Extract provided =
Misinterpreting emotional expressions in attention-deficit/hyperactivity disorder: evidence for a neural marker and stimulant effects.Biol Psychiatry. 2008 May 15; 63(10):917-26.BP
In addition to cognitive impairment, there are disruptions to mood and emotion processing in attention-deficit/hyperactivity disorder (ADHD) but little is known about their neural basis. We examined ADHD disturbances in mood and emotion recognition and underlying neural systems before and after treatment with stimulant medication.
Participants were 51 unmedicated ADHD adolescents and 51 matched healthy control subjects rated for depressed and anxious mood and accuracy for identifying facial expressions of basic emotion. Brain function was recorded using event-related potentials (ERPs) while subjects viewed these expressions. ADHD subjects were retested after 4 weeks, following treatment with methylphenidate (MPH).

Work instruction A =
In the abstract on emotion recognition in ADHD, how many weeks passed before the ADHD subjects were retested?
Work instruction B =
Transcribe everything in the abstract on emotion recognition in ADHD from "Misinterpreting emotional expressions" down to "with stimulant medication.".
Work instruction C =
Pick up the abstract on emotion recognition in ADHD after its last sentence and continue it.

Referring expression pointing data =
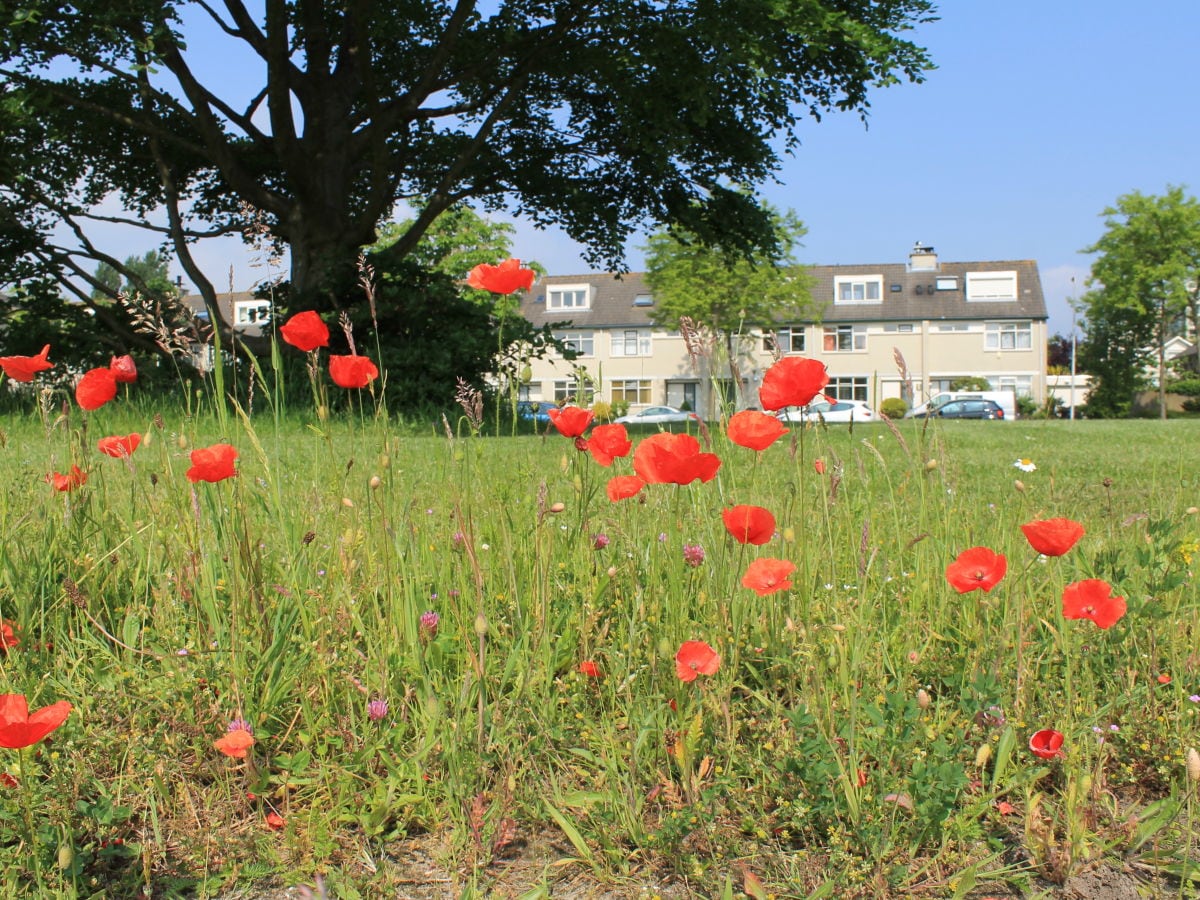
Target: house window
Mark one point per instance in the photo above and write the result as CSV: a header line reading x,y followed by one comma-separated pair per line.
x,y
569,297
631,342
580,341
991,286
251,312
847,388
858,288
1021,384
631,391
1008,336
570,391
844,339
789,339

Response area A =
They were retested after 4 weeks.

Response area B =
Misinterpreting emotional expressions in attention-deficit/hyperactivity disorder: evidence for a neural marker and stimulant effects.Biol Psychiatry. 2008 May 15; 63(10):917-26.BP
In addition to cognitive impairment, there are disruptions to mood and emotion processing in attention-deficit/hyperactivity disorder (ADHD) but little is known about their neural basis. We examined ADHD disturbances in mood and emotion recognition and underlying neural systems before and after treatment with stimulant medication.

Response area C =
ADHD subjects showed a profile of emotion-related impairment: higher depression and anxiety, deficits in identifying threat-related emotional expressions in particular, and alterations in ERPs. There was a pronounced reduction in occipital activity during the early perceptual analysis of emotional expression (within 120 msec), followed by an exaggeration of activity associated with structural encoding (120-220 msec) and subsequent reduction and slowing of temporal brain activity subserving context processing (300-400 msec). Methylphenidate normalized neural activity and produced some improvement of emotion recognition but had no impact on negative mood. Improvements in neural activity with MPH were consistent predictors of improvement in clinical features of emotional lability and hyperactivity.
Objective behavioral and brain function measures of emotion processing may provide a valuable addition to the clinical armamentarium for assessing emotional disturbances in ADHD and the efficacy of stimulants for treating these disturbances.